Kaynaktan alıntı:
==*==

İSTANBUL
Suudi Arabistan, tüm Müslümanlar için kutsal olan Mekke ve Medine'nin sınırları içinde bulunmasından dolayı kurulduğu 1932'den bu yana İslam aleminin ağırlık merkezi olarak görüldü.
Suudi Arabistan ayrıca büyük petrol rezervi keşifleri ile bölgesel ve uluslararası anlamda siyasi ve ekonomik önemini ve nüfuzunu artırdı.
Yaklaşık 75 yıla dayanan Suud-ABD ilişkileri birçok kez sıkıntılarla karşı karşıya geldi. Ancak iki ülke yönetimi de ilişkilerde ortaya çıkan sorunları aşmada başarılı oldu. Bu sıkıntıları aşmalarını iki ülkenin birbirine olan ihtiyacı ve hayati öneme sahip çıkarları da dayatıyordu.

==*==

Veri kümesinden kesit:
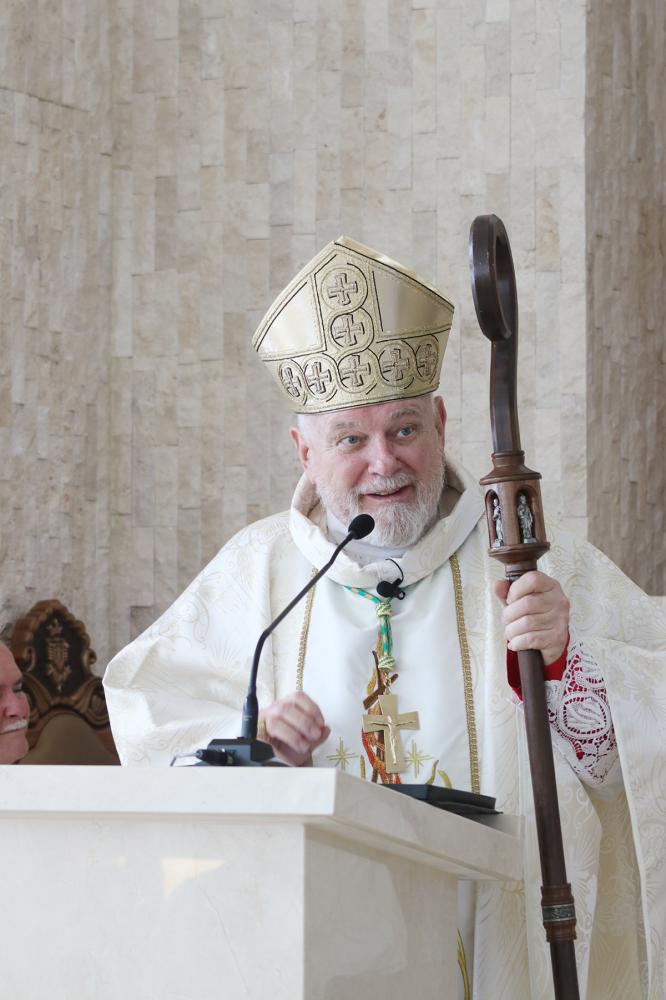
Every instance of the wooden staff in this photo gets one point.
(518, 539)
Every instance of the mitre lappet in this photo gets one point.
(354, 327)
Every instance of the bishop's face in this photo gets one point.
(386, 459)
(14, 710)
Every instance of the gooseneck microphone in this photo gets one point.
(359, 527)
(387, 589)
(247, 750)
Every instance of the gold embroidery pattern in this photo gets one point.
(462, 965)
(305, 628)
(467, 675)
(464, 656)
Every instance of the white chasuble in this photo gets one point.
(183, 681)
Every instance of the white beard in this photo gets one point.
(399, 524)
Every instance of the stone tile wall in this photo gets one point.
(55, 308)
(626, 220)
(248, 135)
(209, 148)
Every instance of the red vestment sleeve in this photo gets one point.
(553, 672)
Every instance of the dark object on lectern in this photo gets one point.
(517, 538)
(450, 799)
(240, 752)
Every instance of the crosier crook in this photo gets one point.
(509, 485)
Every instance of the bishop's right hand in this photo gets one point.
(294, 727)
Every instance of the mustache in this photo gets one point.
(14, 727)
(384, 484)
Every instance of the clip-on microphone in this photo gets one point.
(246, 750)
(387, 589)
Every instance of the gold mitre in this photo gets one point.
(354, 327)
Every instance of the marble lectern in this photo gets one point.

==*==

İstek:
Suudi Arabistan hakkındaki metni baştan sona, tek harfini değiştirmeden çıkar. Kayıtların Suudi Arabistan hakkındaki metinle bir bağlantısı yoktur.

Bu göreve yanıt:
İSTANBUL
Suudi Arabistan, tüm Müslümanlar için kutsal olan Mekke ve Medine'nin sınırları içinde bulunmasından dolayı kurulduğu 1932'den bu yana İslam aleminin ağırlık merkezi olarak görüldü.
Suudi Arabistan ayrıca büyük petrol rezervi keşifleri ile bölgesel ve uluslararası anlamda siyasi ve ekonomik önemini ve nüfuzunu artırdı.
Yaklaşık 75 yıla dayanan Suud-ABD ilişkileri birçok kez sıkıntılarla karşı karşıya geldi. Ancak iki ülke yönetimi de ilişkilerde ortaya çıkan sorunları aşmada başarılı oldu. Bu sıkıntıları aşmalarını iki ülkenin birbirine olan ihtiyacı ve hayati öneme sahip çıkarları da dayatıyordu.